*Problem 1*
From the query tutorial, list the first and last names of every person returned in the output of the $in query.
[START Page extract]
As there’s only one person over 47, the data returned doesn’t change.

$in/$nin

What about finding information based on a list of criteria? These first ones have been ok, but arguably, quite trivial. Let’s now look to see which of the people we have are either actors or developers. With the following query, we’ll find that out (to make it a bit easier to read, we’ve limited the keys that are returned to just first and last names):

			db.nettuts.find( { 'occupation' : { '$in' : [ "actor", "developer" ] } }, { "first" : 1, "last" : 1 } );
		

This query, yields the following output:

			{ "_id" : ObjectId("4ef224be0fec2806da6e9b27"), "first" : "matthew", "last" : "setter" }
			{ "_id" : ObjectId("4ef224bf0fec2806da6e9b28"), "first" : "james", "last" : "caan" }
			{ "_id" : ObjectId("4ef224bf0fec2806da6e9b29"), "first" : "arnold", "last" : "schwarzenegger" }
			{ "_id" : ObjectId("4ef224bf0fec2806da6e9b2a"), "first" : "tony", "last" : "curtis" }
			{ "_id" : ObjectId("4ef224bf0fec2806da6e9b2b"), "first" : "jamie lee", "last" : "curtis" }
			{ "_id" : ObjectId("4ef224bf0fec2806da6e9b2c"), "first" : "michael", "last" : "caine" }
		

You can see that we can get the inverse of this by using $ninjust as simply.

Let’s make this a bit more fun and combine some of the operators. Let’s say that we want to look for all the people, who are either male or developers, they’re less than 40 years of age.

Now that’s a bit of a mouthful, but with the operators that we’ve used so far – quite readily achievable. Let’s work through it and you’ll see. Have a look at the query below:

			db.nettuts.find( { $or : [ { "gender" : "m", "occupation" : "developer" } ], "age" : { "$gt" : 40 } }, { "first" : 1, "last" : 1, "occupation" : 1, "dob" : 1 } );
		

You can see that we’ve stipulated that the either the gender can be male or the occupation can be a developer in the $or condition and then added an and condition of the age being greater than 4.
[END Page extract]
[START Data supplied]
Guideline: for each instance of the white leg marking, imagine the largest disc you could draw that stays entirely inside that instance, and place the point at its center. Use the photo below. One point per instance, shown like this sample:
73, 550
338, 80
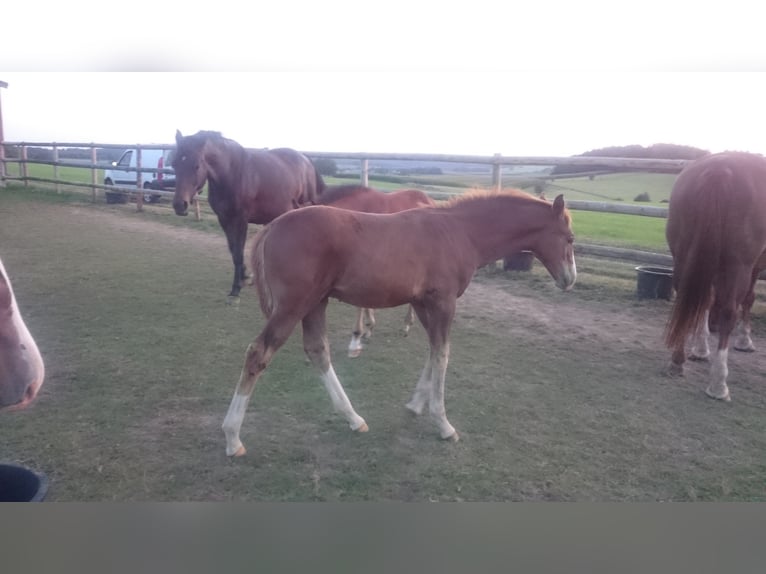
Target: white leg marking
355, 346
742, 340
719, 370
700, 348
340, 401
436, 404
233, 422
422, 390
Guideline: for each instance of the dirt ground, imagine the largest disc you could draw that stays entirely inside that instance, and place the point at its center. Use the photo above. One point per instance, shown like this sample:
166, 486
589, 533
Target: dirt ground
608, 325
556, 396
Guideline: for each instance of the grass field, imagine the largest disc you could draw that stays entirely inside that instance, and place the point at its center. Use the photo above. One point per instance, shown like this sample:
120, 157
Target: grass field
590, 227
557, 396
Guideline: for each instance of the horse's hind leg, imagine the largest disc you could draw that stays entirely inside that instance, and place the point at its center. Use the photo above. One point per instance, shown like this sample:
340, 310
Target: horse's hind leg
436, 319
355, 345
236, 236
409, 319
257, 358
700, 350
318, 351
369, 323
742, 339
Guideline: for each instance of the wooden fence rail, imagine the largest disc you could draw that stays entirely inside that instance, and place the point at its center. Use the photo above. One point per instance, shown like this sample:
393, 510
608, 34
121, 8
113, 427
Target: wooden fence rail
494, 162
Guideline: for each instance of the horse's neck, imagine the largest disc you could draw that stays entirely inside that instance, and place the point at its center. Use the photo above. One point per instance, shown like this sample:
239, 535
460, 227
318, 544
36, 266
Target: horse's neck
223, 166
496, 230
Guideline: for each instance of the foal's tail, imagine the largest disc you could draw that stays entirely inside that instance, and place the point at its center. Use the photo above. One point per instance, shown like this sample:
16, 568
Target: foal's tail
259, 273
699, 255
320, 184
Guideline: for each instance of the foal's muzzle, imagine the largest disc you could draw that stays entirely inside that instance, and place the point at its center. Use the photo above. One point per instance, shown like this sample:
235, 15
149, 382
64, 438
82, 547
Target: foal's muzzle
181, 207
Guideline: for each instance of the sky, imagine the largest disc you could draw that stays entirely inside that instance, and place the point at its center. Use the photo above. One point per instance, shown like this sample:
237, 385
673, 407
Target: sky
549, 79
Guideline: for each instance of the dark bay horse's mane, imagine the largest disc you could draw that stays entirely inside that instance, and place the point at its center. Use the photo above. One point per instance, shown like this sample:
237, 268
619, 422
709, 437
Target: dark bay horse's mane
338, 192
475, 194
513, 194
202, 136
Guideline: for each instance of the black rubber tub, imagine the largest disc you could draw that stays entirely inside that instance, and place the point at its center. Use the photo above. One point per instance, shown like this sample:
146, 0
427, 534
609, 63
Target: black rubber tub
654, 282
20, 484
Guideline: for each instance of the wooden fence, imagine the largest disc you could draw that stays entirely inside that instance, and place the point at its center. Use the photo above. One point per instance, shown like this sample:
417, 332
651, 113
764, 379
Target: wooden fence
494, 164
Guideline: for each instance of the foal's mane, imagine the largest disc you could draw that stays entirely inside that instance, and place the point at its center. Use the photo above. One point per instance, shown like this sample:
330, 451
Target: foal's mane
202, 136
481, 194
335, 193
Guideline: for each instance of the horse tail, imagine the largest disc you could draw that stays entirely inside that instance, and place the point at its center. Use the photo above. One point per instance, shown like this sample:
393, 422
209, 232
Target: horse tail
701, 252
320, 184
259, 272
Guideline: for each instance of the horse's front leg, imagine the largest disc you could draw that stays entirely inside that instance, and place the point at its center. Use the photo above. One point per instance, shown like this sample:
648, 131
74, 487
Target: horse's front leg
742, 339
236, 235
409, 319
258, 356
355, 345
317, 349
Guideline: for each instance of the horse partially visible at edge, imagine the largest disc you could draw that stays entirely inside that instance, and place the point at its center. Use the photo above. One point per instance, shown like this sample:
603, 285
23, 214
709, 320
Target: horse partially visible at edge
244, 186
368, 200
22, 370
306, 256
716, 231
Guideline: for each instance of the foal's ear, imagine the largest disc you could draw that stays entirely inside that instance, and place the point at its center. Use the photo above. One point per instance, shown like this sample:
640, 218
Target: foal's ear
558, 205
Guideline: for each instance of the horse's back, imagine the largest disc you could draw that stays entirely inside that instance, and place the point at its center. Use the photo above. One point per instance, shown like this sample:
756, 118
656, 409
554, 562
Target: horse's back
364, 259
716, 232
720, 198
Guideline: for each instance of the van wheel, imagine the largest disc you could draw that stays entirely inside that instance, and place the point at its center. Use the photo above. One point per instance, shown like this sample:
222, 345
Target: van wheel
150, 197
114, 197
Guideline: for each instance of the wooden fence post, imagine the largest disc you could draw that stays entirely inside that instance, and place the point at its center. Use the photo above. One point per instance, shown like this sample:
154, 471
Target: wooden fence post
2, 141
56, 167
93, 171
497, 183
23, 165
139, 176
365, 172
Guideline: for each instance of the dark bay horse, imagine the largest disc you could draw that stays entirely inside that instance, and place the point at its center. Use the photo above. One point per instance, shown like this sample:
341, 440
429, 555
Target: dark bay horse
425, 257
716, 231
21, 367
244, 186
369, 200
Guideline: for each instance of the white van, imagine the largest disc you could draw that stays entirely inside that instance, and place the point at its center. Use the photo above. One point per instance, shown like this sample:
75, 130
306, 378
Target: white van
[END Data supplied]
*Problem 2*
Pull out every line of the records that contains the string "mane".

*Task answer 1*
matthew setter
james caan
arnold schwarzenegger
tony curtis
jamie lee curtis
michael caine

*Task answer 2*
Guideline: for each instance of the dark bay horse's mane, imagine the largest disc you could draw that stays entirely inside that instance, and place the point at its center. Use the photo above. One point per instance, shown like this sample:
Target: dark bay horse's mane
Guideline: for each instance of the foal's mane, imagine the largest disc you could draw that stays entirely inside that instance, and place the point at its center. Use the photo above. One point per instance, shown like this sample:
Target: foal's mane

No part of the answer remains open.